# Given task:
Extract every line of the records below word for word, leaving the pictures out of your answer.

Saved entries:
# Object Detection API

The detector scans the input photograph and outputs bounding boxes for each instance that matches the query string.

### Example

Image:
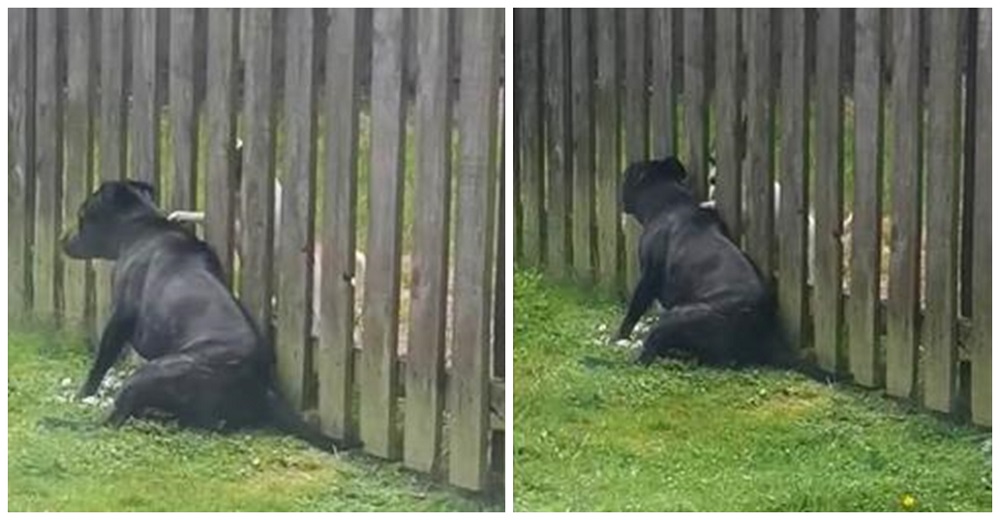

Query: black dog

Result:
[63,181,353,450]
[617,157,787,366]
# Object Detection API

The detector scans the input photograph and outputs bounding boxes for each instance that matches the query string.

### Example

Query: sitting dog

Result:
[62,181,353,450]
[616,157,786,366]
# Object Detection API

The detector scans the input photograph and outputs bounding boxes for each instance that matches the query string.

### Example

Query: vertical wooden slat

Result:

# Task answer:
# Object Detection API

The detector scans the input photograph and outputs bounding boxes for each instance that matches the query string.

### Example

Image:

Query: black dog

Result:
[63,181,353,450]
[617,157,787,366]
# Object Detection API

The detector scans the input photograph and outputs bounding boxes for each instance that matches the query string.

### Example

Query: sitting dog

Result:
[62,181,353,450]
[616,157,786,366]
# Object Detection API

The detector scans the input photograph and outputs bounding boxes for each instance that matches the query string.

### Example

Query: vertical wooden slat

Result:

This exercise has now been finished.